The line containing "Could you please indicate the red polo" marks where to begin; quote it and every line after it through the end of the data, exactly as written.

▶ MATERIAL FOR THIS TASK:
========
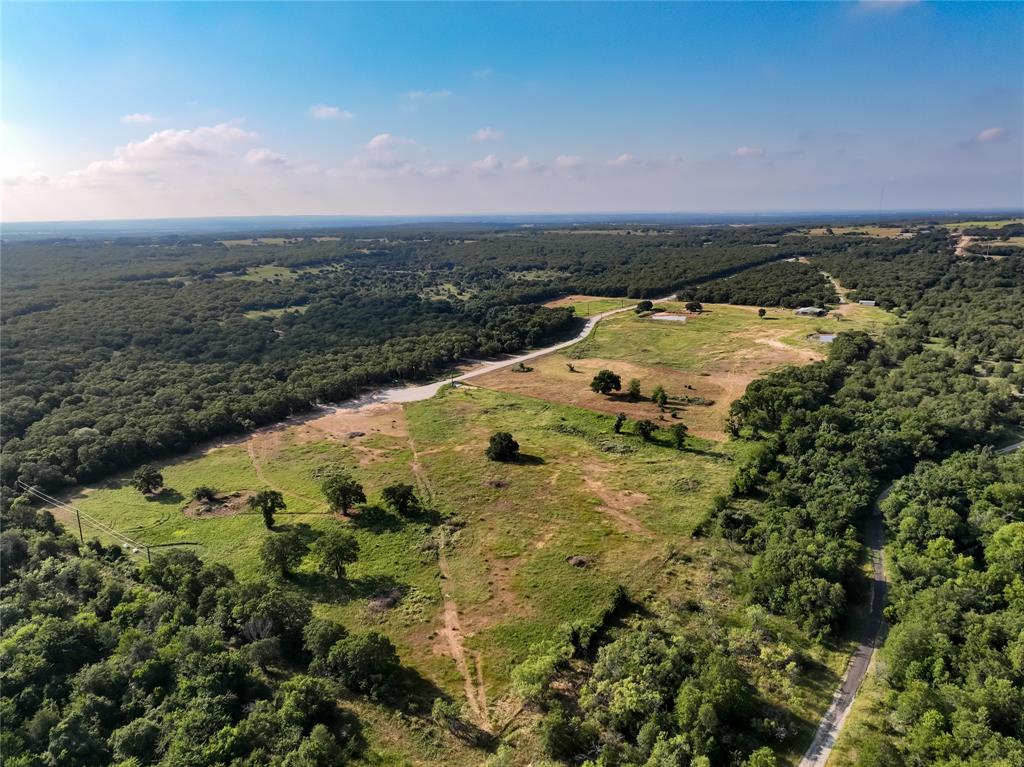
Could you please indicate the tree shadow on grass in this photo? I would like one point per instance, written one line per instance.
(324, 587)
(307, 534)
(426, 516)
(376, 519)
(167, 496)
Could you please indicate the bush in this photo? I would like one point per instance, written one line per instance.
(147, 479)
(502, 446)
(605, 382)
(365, 663)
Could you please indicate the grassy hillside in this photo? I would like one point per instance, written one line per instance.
(509, 554)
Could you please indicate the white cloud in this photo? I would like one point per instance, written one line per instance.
(265, 158)
(884, 6)
(388, 156)
(166, 152)
(748, 152)
(27, 179)
(487, 134)
(488, 164)
(324, 112)
(991, 134)
(138, 118)
(386, 141)
(422, 95)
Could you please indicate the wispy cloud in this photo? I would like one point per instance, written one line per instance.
(387, 141)
(489, 164)
(624, 160)
(748, 152)
(427, 95)
(884, 6)
(325, 112)
(487, 134)
(264, 158)
(991, 134)
(138, 118)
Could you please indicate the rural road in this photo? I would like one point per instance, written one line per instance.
(819, 751)
(425, 391)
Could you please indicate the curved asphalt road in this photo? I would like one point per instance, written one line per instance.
(416, 393)
(832, 723)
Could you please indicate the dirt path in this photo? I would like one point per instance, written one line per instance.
(615, 505)
(252, 448)
(452, 630)
(830, 726)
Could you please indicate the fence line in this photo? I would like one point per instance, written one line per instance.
(135, 547)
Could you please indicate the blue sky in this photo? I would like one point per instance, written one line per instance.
(120, 111)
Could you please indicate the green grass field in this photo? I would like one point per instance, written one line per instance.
(722, 334)
(994, 224)
(624, 508)
(587, 306)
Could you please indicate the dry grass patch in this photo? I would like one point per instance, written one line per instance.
(552, 381)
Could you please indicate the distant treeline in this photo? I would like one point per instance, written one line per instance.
(117, 352)
(787, 284)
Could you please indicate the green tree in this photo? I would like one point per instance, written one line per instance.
(342, 492)
(645, 429)
(605, 382)
(267, 503)
(320, 635)
(281, 553)
(334, 550)
(633, 390)
(365, 663)
(502, 446)
(679, 435)
(400, 498)
(620, 422)
(146, 479)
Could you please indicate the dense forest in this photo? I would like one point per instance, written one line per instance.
(788, 284)
(116, 352)
(175, 663)
(832, 433)
(893, 272)
(954, 657)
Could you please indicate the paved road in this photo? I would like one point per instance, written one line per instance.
(832, 723)
(416, 393)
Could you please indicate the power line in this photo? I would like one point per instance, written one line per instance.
(136, 547)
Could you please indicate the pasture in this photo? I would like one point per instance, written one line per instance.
(507, 555)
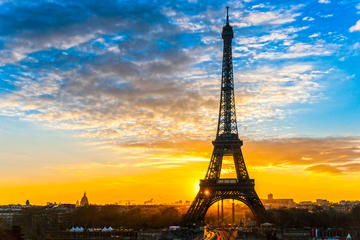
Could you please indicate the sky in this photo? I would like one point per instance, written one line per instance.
(120, 98)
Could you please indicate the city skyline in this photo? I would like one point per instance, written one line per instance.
(120, 100)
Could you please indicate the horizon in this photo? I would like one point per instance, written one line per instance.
(121, 99)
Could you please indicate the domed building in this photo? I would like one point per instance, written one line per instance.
(84, 201)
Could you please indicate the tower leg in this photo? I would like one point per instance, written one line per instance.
(222, 211)
(218, 213)
(233, 222)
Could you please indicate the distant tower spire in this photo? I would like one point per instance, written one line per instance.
(227, 15)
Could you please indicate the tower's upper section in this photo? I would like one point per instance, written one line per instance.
(227, 126)
(227, 32)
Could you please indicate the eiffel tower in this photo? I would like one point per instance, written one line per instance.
(227, 143)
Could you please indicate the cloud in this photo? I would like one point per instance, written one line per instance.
(356, 27)
(117, 80)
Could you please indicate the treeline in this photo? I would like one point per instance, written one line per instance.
(318, 217)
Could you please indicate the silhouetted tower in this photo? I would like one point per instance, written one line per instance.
(84, 201)
(227, 143)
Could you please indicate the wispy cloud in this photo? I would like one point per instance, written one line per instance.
(356, 27)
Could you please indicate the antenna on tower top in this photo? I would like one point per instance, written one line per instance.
(227, 15)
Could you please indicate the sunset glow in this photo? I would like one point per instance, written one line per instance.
(121, 99)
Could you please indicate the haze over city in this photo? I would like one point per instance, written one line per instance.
(120, 98)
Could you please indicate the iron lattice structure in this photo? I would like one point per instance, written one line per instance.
(227, 143)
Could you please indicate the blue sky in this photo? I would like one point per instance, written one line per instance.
(114, 75)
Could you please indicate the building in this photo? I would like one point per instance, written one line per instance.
(271, 202)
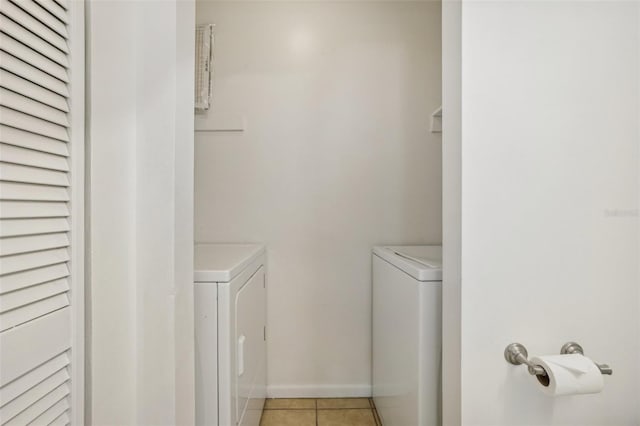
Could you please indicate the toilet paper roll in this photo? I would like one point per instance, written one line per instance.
(569, 375)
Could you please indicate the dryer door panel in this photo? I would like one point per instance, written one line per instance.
(250, 374)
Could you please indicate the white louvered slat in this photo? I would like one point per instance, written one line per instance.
(29, 22)
(31, 90)
(25, 347)
(23, 191)
(63, 3)
(43, 16)
(31, 40)
(33, 310)
(14, 389)
(62, 420)
(28, 157)
(41, 406)
(40, 390)
(25, 174)
(24, 262)
(31, 243)
(55, 9)
(32, 209)
(53, 413)
(24, 139)
(18, 227)
(26, 105)
(32, 277)
(35, 202)
(17, 299)
(17, 119)
(33, 58)
(16, 66)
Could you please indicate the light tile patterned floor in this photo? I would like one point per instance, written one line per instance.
(320, 412)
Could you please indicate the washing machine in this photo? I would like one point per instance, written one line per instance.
(230, 334)
(407, 336)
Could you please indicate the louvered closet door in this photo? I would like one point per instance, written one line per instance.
(35, 220)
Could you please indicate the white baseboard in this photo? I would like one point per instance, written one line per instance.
(319, 391)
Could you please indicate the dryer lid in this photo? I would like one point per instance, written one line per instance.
(223, 262)
(424, 263)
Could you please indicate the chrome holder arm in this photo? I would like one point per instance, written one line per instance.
(574, 348)
(517, 354)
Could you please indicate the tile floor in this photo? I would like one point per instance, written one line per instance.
(320, 412)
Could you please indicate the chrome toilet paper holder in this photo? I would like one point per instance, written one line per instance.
(516, 354)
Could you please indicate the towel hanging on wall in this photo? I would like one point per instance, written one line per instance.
(204, 69)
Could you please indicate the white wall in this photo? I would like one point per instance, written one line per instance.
(140, 116)
(451, 210)
(336, 157)
(550, 104)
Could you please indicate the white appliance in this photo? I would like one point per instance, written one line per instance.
(407, 336)
(230, 328)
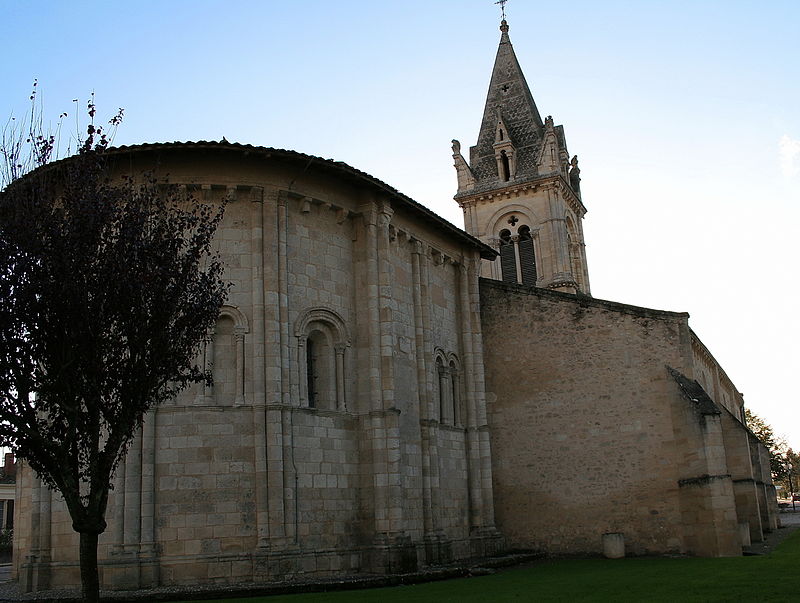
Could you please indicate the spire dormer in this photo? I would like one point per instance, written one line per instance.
(519, 191)
(504, 151)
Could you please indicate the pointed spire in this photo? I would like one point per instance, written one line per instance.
(508, 100)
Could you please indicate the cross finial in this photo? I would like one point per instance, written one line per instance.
(502, 4)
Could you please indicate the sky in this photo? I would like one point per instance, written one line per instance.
(684, 116)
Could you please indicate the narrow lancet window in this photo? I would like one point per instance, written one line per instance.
(506, 166)
(508, 262)
(527, 257)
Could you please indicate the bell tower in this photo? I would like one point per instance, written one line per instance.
(520, 192)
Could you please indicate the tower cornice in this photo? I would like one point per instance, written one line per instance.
(521, 189)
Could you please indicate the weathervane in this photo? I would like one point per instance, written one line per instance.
(502, 4)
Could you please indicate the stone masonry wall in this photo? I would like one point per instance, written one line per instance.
(580, 409)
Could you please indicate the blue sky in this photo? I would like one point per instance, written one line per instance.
(684, 116)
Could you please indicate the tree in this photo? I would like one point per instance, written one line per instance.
(780, 455)
(108, 289)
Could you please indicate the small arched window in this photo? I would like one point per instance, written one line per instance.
(455, 389)
(508, 260)
(322, 341)
(527, 257)
(320, 371)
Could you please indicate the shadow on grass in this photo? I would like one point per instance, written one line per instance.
(769, 578)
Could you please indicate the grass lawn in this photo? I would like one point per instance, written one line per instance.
(773, 577)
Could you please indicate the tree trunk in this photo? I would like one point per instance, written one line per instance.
(90, 581)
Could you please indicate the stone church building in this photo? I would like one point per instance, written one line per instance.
(391, 391)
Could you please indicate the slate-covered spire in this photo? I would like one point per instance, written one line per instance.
(511, 130)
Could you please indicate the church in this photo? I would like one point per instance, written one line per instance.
(392, 392)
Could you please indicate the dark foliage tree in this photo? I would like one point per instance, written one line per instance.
(108, 288)
(778, 459)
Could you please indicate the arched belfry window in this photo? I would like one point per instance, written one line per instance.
(322, 341)
(508, 257)
(517, 255)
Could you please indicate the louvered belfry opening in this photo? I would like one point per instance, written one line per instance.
(527, 258)
(508, 260)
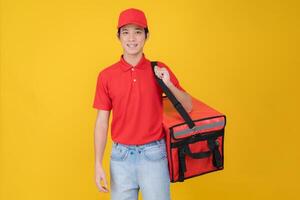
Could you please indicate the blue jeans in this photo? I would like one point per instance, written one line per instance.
(139, 167)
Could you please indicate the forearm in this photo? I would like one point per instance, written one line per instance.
(100, 139)
(183, 97)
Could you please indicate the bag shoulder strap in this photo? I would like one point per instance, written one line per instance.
(177, 105)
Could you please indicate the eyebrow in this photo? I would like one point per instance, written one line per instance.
(125, 29)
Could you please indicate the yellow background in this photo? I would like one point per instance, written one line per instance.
(241, 57)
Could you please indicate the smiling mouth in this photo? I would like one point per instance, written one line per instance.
(132, 45)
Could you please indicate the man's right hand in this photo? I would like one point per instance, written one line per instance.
(100, 176)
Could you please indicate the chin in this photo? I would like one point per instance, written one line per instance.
(133, 52)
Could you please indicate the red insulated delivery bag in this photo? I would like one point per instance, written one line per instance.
(195, 140)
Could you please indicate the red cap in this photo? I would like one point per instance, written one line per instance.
(132, 16)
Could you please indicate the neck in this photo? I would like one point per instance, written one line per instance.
(133, 59)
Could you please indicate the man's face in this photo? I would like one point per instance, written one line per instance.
(132, 38)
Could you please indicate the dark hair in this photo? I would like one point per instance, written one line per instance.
(145, 29)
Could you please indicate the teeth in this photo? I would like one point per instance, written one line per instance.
(131, 45)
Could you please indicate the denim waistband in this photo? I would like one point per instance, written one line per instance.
(156, 142)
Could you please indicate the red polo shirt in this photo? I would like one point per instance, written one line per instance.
(135, 100)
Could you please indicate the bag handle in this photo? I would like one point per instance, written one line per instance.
(177, 105)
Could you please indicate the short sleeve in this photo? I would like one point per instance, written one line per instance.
(173, 78)
(102, 100)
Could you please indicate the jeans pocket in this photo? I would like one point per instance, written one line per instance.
(155, 153)
(118, 153)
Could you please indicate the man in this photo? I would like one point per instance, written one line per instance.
(128, 87)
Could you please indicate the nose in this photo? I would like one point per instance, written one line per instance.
(131, 37)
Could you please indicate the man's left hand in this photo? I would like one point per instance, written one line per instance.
(162, 73)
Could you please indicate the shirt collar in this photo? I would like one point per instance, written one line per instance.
(126, 66)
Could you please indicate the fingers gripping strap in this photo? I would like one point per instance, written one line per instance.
(177, 105)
========
▶ ANSWER TO THIS TASK:
Could you please indicate the red polo shirt in this photo? I would like one point per instance, written one line per instance.
(135, 100)
Could you please indicate the bag handle in this photo? I would like one point per instance, written one line per instance.
(177, 105)
Could you please indicate the short sleeve in this photo? I would like one point per instance, written one line per instance.
(173, 78)
(102, 100)
Could you please indicate the jeans pocket in this photo? I would like one point per instance, written one line per instance.
(155, 153)
(118, 153)
Could you please indicate the man in this photo? I would like one point per instance, written one line per instance.
(128, 87)
Could you please indicate the nose in this photo? I would like one point per instance, written one line per instance.
(131, 37)
Could you please indicate the man's left hand in this photo? I would like one point per instance, written one line per instance.
(162, 73)
Could you please indicate the shirt collar in this photo? I would like one point per instance, written one line per instance.
(126, 66)
Could you please indicate the fingers gripping strap in this photo? I would like one point per instance, written one line per instance.
(177, 105)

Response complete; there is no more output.